• GIVEN INSTRUCTION
Take the line containing "Class, locate every instance of the fence" and all lines after it to the end of the records, and output them exactly.

Stored entries

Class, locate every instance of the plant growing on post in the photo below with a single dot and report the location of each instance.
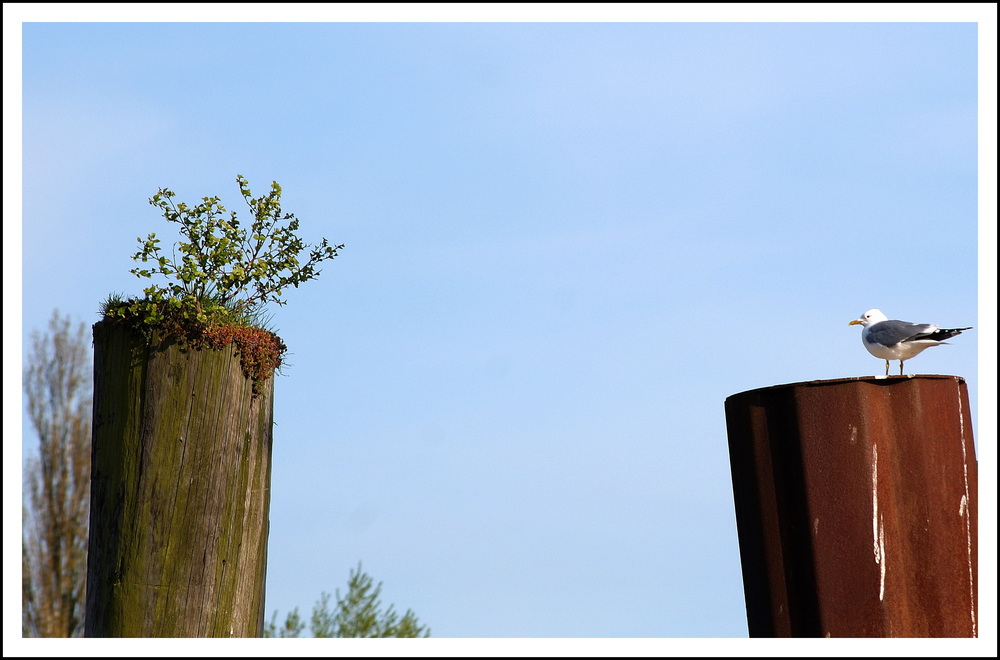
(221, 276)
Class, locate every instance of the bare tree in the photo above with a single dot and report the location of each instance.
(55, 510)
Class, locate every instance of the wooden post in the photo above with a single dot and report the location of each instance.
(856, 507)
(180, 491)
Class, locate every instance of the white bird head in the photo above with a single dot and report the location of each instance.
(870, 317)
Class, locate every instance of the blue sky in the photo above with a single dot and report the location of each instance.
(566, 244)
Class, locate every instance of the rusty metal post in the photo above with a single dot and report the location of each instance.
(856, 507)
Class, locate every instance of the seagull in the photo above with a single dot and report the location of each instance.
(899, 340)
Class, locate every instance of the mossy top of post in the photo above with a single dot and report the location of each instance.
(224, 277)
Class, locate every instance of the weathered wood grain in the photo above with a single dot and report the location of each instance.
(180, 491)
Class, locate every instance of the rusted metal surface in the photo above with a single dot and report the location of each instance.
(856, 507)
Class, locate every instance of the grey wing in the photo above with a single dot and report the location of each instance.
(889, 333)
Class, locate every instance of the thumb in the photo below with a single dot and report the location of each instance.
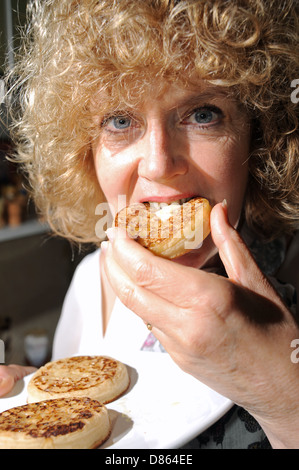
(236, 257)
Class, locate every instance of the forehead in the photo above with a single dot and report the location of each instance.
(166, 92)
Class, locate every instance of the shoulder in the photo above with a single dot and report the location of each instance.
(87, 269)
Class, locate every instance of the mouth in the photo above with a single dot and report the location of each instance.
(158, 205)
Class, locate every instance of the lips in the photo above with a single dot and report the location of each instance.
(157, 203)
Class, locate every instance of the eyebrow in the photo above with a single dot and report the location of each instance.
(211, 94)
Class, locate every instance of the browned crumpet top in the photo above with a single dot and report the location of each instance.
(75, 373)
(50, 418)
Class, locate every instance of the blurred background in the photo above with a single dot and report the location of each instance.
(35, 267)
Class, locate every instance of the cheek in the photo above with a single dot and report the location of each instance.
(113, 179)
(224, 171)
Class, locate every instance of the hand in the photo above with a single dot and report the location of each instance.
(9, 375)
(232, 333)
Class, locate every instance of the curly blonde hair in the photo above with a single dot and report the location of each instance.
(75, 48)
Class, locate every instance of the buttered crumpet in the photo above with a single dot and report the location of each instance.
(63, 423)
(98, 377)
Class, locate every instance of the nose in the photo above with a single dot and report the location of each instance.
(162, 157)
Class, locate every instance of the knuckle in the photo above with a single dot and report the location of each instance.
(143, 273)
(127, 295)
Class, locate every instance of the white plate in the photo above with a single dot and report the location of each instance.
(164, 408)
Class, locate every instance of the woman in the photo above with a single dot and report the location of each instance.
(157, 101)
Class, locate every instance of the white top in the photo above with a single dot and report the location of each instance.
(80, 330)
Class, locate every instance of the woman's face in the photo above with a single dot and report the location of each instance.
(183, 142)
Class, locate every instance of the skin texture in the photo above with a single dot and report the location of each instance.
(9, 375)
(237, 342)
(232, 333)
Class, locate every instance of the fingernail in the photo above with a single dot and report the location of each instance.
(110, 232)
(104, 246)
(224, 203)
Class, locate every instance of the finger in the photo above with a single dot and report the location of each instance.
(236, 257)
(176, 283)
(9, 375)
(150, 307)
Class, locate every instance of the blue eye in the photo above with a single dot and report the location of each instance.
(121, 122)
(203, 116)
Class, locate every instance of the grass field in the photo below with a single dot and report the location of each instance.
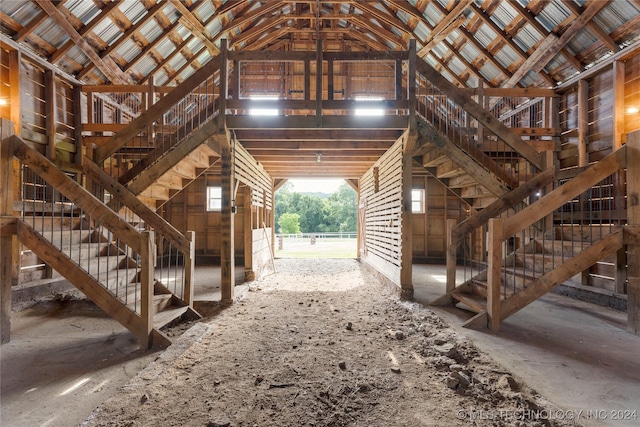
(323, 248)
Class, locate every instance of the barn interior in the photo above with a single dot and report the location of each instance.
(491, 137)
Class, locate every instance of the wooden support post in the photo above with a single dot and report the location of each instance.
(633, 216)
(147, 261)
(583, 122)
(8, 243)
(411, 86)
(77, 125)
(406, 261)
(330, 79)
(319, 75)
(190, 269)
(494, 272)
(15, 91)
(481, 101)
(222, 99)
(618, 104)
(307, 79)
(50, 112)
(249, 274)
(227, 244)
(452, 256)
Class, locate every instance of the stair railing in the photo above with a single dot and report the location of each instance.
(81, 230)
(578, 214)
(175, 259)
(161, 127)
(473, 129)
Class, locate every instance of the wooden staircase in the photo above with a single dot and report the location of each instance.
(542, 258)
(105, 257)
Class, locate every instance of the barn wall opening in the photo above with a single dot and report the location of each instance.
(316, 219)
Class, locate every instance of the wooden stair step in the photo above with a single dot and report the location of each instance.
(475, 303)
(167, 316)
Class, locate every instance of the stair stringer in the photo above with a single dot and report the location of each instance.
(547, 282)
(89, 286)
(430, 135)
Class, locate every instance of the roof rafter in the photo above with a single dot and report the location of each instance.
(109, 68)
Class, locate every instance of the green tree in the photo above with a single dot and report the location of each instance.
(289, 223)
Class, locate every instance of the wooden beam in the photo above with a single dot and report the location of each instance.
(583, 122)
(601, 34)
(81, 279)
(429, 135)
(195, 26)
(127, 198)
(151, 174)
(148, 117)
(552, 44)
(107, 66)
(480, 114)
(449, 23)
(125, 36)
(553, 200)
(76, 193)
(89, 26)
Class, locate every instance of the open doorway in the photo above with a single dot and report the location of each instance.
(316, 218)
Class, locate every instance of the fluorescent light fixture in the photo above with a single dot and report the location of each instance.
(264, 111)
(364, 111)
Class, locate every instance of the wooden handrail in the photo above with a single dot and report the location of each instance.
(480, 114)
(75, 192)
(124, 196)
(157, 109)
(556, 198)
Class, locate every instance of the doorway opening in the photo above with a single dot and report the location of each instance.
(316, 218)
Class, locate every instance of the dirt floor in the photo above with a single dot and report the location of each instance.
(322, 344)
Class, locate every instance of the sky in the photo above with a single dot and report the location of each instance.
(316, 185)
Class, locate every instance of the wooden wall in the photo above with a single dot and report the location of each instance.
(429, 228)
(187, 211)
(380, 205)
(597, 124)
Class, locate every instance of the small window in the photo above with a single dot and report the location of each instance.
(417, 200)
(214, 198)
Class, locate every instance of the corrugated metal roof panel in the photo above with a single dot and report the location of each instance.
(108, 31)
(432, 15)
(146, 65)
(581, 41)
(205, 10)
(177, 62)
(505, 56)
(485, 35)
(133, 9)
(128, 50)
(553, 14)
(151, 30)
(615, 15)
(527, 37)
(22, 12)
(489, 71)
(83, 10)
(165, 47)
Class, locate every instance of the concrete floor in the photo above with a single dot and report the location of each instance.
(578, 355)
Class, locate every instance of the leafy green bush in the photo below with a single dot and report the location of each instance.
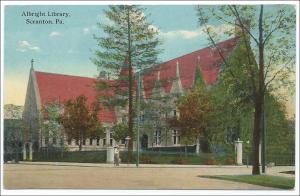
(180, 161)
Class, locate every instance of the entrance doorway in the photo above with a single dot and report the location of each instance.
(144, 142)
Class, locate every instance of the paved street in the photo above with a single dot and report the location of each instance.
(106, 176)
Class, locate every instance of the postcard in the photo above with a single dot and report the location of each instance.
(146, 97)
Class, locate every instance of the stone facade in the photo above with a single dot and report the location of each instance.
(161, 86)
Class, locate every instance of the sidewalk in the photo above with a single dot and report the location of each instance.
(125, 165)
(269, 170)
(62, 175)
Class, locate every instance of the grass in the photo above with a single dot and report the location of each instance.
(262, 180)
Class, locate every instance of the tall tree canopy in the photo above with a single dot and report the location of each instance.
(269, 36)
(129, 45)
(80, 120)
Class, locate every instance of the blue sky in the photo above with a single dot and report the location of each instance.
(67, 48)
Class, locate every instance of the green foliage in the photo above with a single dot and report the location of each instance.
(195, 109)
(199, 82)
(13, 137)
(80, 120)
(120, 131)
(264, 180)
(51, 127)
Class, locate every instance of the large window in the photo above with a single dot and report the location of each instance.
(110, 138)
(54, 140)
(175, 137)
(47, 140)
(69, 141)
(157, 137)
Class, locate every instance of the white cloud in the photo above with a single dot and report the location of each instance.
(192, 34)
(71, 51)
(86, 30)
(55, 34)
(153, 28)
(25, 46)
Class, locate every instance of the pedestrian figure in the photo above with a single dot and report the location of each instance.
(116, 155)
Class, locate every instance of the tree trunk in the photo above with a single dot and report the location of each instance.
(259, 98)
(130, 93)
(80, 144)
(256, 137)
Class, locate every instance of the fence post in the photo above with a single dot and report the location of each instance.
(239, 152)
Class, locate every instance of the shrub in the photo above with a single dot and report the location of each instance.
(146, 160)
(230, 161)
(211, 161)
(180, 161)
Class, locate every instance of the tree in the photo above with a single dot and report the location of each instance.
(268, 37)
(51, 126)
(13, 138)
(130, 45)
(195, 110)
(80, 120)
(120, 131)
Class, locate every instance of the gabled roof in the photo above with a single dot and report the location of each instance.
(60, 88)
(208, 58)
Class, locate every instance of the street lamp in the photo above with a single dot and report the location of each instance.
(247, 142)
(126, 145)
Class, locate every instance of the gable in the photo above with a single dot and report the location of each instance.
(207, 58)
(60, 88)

• PROBLEM SOLUTION
Class, locate every instance of the fence post in the photo above with a single dot and report the location of each instance.
(239, 152)
Class, locate every instance of the shrub in the photo above with a single dot and report the location of each instance.
(146, 160)
(230, 161)
(211, 161)
(180, 161)
Class, locate every instance of the tree in the photo above with a single dot and report the location of each instance.
(268, 37)
(51, 126)
(13, 138)
(130, 45)
(195, 110)
(80, 120)
(120, 131)
Class, locate every instance of the gabled roof in the photo above with a single dot and report the location of each instance.
(60, 88)
(208, 58)
Class, locate every instance of the street lamp in the photo above with a single dot and report the location of each instance.
(247, 142)
(126, 145)
Class, locate every instance of the gable in the photo above with a single dot and report the location of each instance.
(207, 58)
(60, 88)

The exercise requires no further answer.